**EXTRACTED TEXT:**
● ● ● ● ● ● ●

# City Shadows: Building Height Validation
This notebook validates the estimated building heights mapped via `mapping_buildings.ipynb` against OSM building height data.

## I. Import Libraries

In [None]:
import os
import pandas as pd
import numpy as np
import csv
import json
import matplotlib.pyplot as plt
import seaborn as sns
from scipy.stats import spearmanr
from sklearn.metrics import mean_absolute_error, mean_squared_error
import requests
import time
from tqdm import tqdm 

# pip installed openpyxl, seaborn

Define paths

In [None]:
excel_path = "dataset_manual.xlsx"
geojson_path = "buildings_dataset_updated_real_mean.geojson"
osm_ids_path = "osm_ids.txt"
osm_heights_path = "osm_heights.csv"

## II. Format geojson and excel files

A. Helper Functions

In [None]:
# Separate values by comma or new line
def split_column(value, delimiter):
    if pd.isna(value):
        return []
    return [v.strip() for v in str(value).split(delimiter) if v.strip()]

B. EXCEL File

In [None]:
# Read the excel file
df_excel = pd.read_excel(excel_path, sheet_name="Building")

# Separate values by comma or new line
df_excel["OSM ID"] = df_excel["OSM ID"].astype(str)
df_excel['Category'] = df_excel['Category'].apply(lambda x: split_column(x, ','))
df_excel['Height'] = df_excel['Height'].apply(lambda x: split_column(x, ','))
df_excel['File Names'] = df_excel['File Names'].apply(lambda x: split_column(x, '\n'))

# Drop columns
df_excel = df_excel.drop(columns=["Category", "Source", "File Names", "Building Name"])

print(df_excel)

● ● ● ● ● ● ●

**COLLECTED MATERIAL:**
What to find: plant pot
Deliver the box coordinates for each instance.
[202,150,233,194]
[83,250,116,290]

● ● ● ● ● ● ●

**TASKS TO CARRY OUT:**
a) Return the part of the building height validation notebook from "df_excel['Category'] = df_excel['Category'].apply(lambda" up to and including "x: split_column(x, '\n'))".
b) Answer these questions using the building height validation notebook:
(i) Which notebook was used to map the estimated building heights?
(ii) Which sheet of the Excel file is read?
(iii) Which columns are dropped from the Excel table?

**THE SOLUTIONS:**
a)
df_excel['Category'] = df_excel['Category'].apply(lambda x: split_column(x, ','))
df_excel['Height'] = df_excel['Height'].apply(lambda x: split_column(x, ','))
df_excel['File Names'] = df_excel['File Names'].apply(lambda x: split_column(x, '\n'))

b)
(i) `mapping_buildings.ipynb`
(ii) The sheet named "Building"
(iii) Category, Source, File Names, and Building Name